** Records to process **
****************
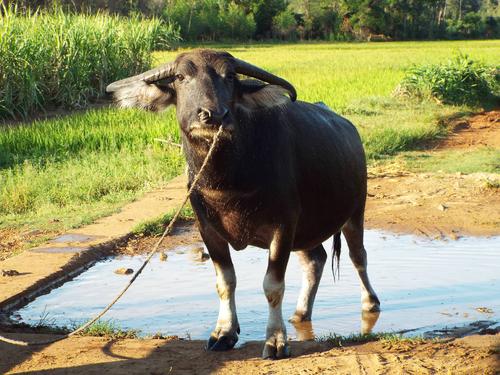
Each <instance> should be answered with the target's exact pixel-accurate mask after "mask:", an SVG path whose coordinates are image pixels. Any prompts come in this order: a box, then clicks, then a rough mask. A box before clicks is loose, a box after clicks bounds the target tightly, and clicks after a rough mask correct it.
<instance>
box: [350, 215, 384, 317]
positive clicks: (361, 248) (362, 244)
mask: <svg viewBox="0 0 500 375" xmlns="http://www.w3.org/2000/svg"><path fill="white" fill-rule="evenodd" d="M342 233H344V236H345V238H346V240H347V245H348V246H349V257H350V258H351V261H352V263H353V264H354V267H355V268H356V270H357V271H358V275H359V279H360V281H361V308H362V310H363V311H369V312H376V311H380V301H379V299H378V297H377V294H376V293H375V291H374V290H373V288H372V286H371V284H370V280H369V279H368V272H367V270H366V267H367V258H366V250H365V247H364V245H363V214H361V215H357V216H353V217H351V218H350V219H349V220H348V221H347V223H346V224H345V225H344V227H343V228H342Z"/></svg>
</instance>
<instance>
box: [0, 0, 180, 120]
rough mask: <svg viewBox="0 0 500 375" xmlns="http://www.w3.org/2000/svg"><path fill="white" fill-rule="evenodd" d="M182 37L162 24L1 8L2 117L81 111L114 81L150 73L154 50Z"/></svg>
mask: <svg viewBox="0 0 500 375" xmlns="http://www.w3.org/2000/svg"><path fill="white" fill-rule="evenodd" d="M178 38H179V35H178V31H177V30H176V29H175V28H173V27H172V26H171V25H168V24H164V23H162V21H160V20H158V19H143V18H142V17H139V16H134V17H130V18H121V17H119V16H111V15H108V14H106V13H97V14H93V15H90V14H72V13H65V12H63V11H62V9H57V8H55V9H53V10H38V11H35V12H31V11H27V12H26V13H22V12H21V11H19V10H18V9H17V7H16V6H13V5H9V6H5V5H1V9H0V56H2V63H1V64H0V118H2V117H4V118H5V117H18V116H21V117H25V116H27V115H29V114H31V113H34V112H35V111H43V110H45V109H46V108H49V107H60V106H62V107H66V108H81V107H83V106H85V105H86V104H87V103H88V101H89V99H92V98H97V97H100V96H103V95H104V89H105V87H106V85H107V84H109V83H110V82H112V81H114V80H117V79H119V78H123V77H126V76H129V75H132V74H134V73H137V72H139V71H142V70H144V69H146V68H148V67H149V66H150V64H151V52H152V50H153V49H154V48H157V47H162V48H165V47H168V46H169V44H170V43H171V42H175V41H176V40H177V39H178Z"/></svg>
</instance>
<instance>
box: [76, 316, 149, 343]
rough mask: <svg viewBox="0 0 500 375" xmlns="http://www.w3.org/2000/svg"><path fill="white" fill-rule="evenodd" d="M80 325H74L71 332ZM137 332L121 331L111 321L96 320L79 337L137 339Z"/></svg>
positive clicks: (138, 336)
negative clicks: (92, 336) (89, 336)
mask: <svg viewBox="0 0 500 375" xmlns="http://www.w3.org/2000/svg"><path fill="white" fill-rule="evenodd" d="M79 326H80V324H75V325H74V326H73V327H72V328H71V330H74V329H76V328H77V327H79ZM139 333H140V332H139V331H138V330H134V329H123V328H120V327H119V326H117V325H116V323H115V322H114V321H112V320H102V321H101V320H98V321H97V322H95V323H94V324H92V325H91V326H90V327H88V328H87V329H85V330H83V331H82V332H81V333H80V334H79V335H80V336H95V337H107V338H110V339H115V340H117V339H137V338H139Z"/></svg>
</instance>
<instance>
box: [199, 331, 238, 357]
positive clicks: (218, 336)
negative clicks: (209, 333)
mask: <svg viewBox="0 0 500 375" xmlns="http://www.w3.org/2000/svg"><path fill="white" fill-rule="evenodd" d="M237 332H238V333H239V332H240V328H239V327H238V329H237ZM237 342H238V334H237V333H236V332H234V333H229V332H228V333H223V334H218V333H217V332H213V333H212V335H210V338H209V339H208V342H207V350H210V351H213V352H224V351H226V350H231V349H232V348H234V346H235V345H236V343H237Z"/></svg>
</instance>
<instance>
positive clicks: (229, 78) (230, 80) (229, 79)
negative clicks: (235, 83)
mask: <svg viewBox="0 0 500 375" xmlns="http://www.w3.org/2000/svg"><path fill="white" fill-rule="evenodd" d="M224 78H225V79H226V81H228V82H233V81H234V79H235V78H236V74H234V73H233V72H231V73H227V74H226V76H225V77H224Z"/></svg>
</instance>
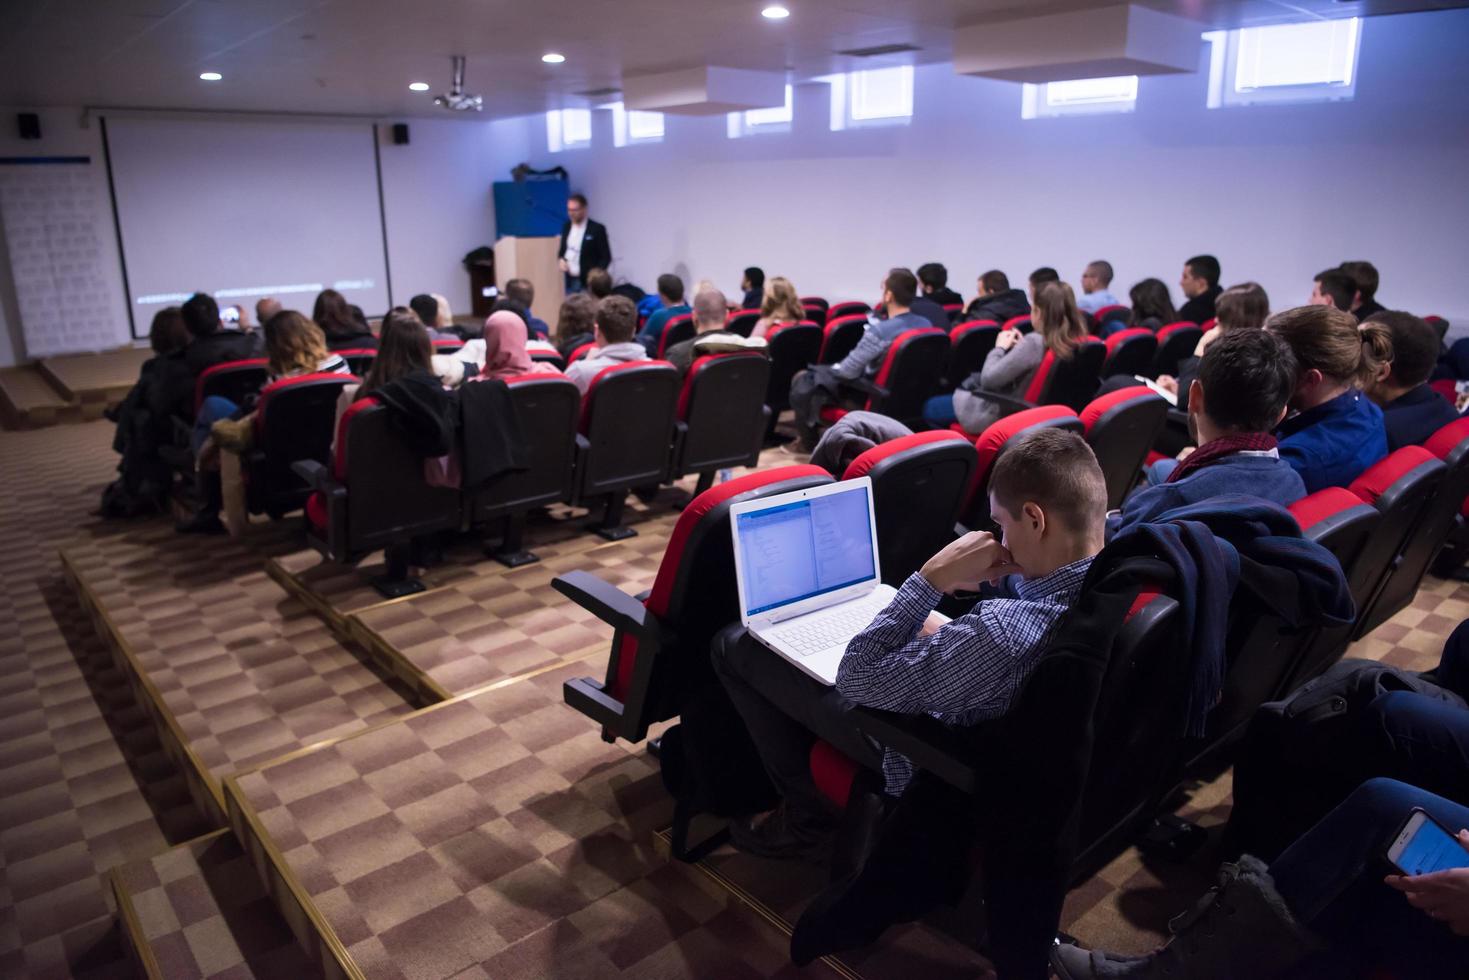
****************
** What this task involves **
Set down the material above word for word and skip its pictures.

** Response area **
Each <instance> should be answered with the target's exact pixel-accurate mask after "mask:", an SVG path whose coordinates are image pixels. Any prompts come in this order: a box, then clicks, then a rough mask. A box before clicks is loose, a box after clicks bounds the target tightly, and clicks after a rough mask correct it.
<instance>
box: [350, 215, 384, 317]
positive clicks: (361, 248) (362, 244)
mask: <svg viewBox="0 0 500 375" xmlns="http://www.w3.org/2000/svg"><path fill="white" fill-rule="evenodd" d="M342 233H344V236H345V238H346V240H347V245H348V246H349V257H350V258H351V261H352V263H353V264H354V267H355V268H356V270H357V271H358V275H359V279H360V281H361V308H362V310H363V311H369V312H376V311H380V301H379V299H378V297H377V294H376V293H375V291H374V290H373V288H372V286H371V284H370V280H369V279H368V272H367V270H366V267H367V258H366V250H365V247H364V245H363V214H361V215H357V216H353V217H351V218H350V219H349V220H348V221H347V223H346V224H345V225H344V227H343V228H342Z"/></svg>
</instance>
<instance>
box: [0, 0, 180, 120]
rough mask: <svg viewBox="0 0 500 375" xmlns="http://www.w3.org/2000/svg"><path fill="white" fill-rule="evenodd" d="M182 37L162 24L1 8L2 117L81 111L114 81L150 73L154 50Z"/></svg>
mask: <svg viewBox="0 0 500 375" xmlns="http://www.w3.org/2000/svg"><path fill="white" fill-rule="evenodd" d="M178 38H179V35H178V31H177V30H176V29H175V28H173V27H172V26H171V25H168V24H164V23H162V21H160V20H158V19H143V18H142V17H139V16H134V17H130V18H121V17H119V16H111V15H108V14H106V13H97V14H93V15H90V14H72V13H65V12H63V11H62V9H57V8H55V9H53V10H38V11H35V12H31V11H27V12H26V13H22V12H21V11H19V10H18V9H17V7H16V6H13V5H9V6H5V5H1V9H0V56H2V63H1V64H0V118H2V117H4V118H5V117H18V116H21V117H25V116H27V115H29V114H31V113H34V112H35V111H43V110H45V109H46V108H49V107H60V106H62V107H66V108H81V107H83V106H85V105H86V104H87V103H88V101H89V99H92V98H97V97H100V96H103V95H104V89H105V87H106V85H107V84H109V83H110V82H112V81H114V80H117V79H119V78H123V77H126V76H129V75H132V74H134V73H137V72H139V71H142V70H144V69H146V68H148V67H149V66H150V64H151V52H152V50H153V49H154V48H157V47H162V48H165V47H168V46H169V44H170V43H171V42H175V41H176V40H177V39H178Z"/></svg>
</instance>
<instance>
box: [76, 316, 149, 343]
rough mask: <svg viewBox="0 0 500 375" xmlns="http://www.w3.org/2000/svg"><path fill="white" fill-rule="evenodd" d="M80 325H74L71 332ZM137 332L121 331L111 321L96 320L79 337L137 339Z"/></svg>
positive clicks: (138, 336)
negative clicks: (92, 336) (89, 336)
mask: <svg viewBox="0 0 500 375" xmlns="http://www.w3.org/2000/svg"><path fill="white" fill-rule="evenodd" d="M79 326H80V324H75V325H74V326H73V327H72V328H71V330H74V329H76V328H77V327H79ZM139 333H140V332H139V331H138V330H134V329H123V328H120V327H119V326H117V325H116V323H115V322H114V321H112V320H102V321H101V320H98V321H97V322H95V323H94V324H92V325H91V326H90V327H88V328H87V329H85V330H83V331H82V332H81V333H80V334H79V335H80V336H95V337H107V338H110V339H115V340H117V339H137V338H139Z"/></svg>
</instance>
<instance>
box: [199, 331, 238, 357]
positive clicks: (218, 336)
negative clicks: (209, 333)
mask: <svg viewBox="0 0 500 375" xmlns="http://www.w3.org/2000/svg"><path fill="white" fill-rule="evenodd" d="M237 332H238V333H239V332H240V328H239V327H238V329H237ZM237 342H238V334H237V333H236V332H234V333H229V332H228V333H223V334H218V333H217V332H213V333H212V335H210V338H209V339H208V342H207V350H210V351H213V352H224V351H226V350H231V349H232V348H234V346H235V345H236V343H237Z"/></svg>
</instance>
<instance>
positive clicks: (229, 78) (230, 80) (229, 79)
negative clicks: (235, 83)
mask: <svg viewBox="0 0 500 375" xmlns="http://www.w3.org/2000/svg"><path fill="white" fill-rule="evenodd" d="M224 78H225V79H226V81H228V82H233V81H234V79H235V78H236V74H234V73H233V72H231V73H227V74H226V76H225V77H224Z"/></svg>
</instance>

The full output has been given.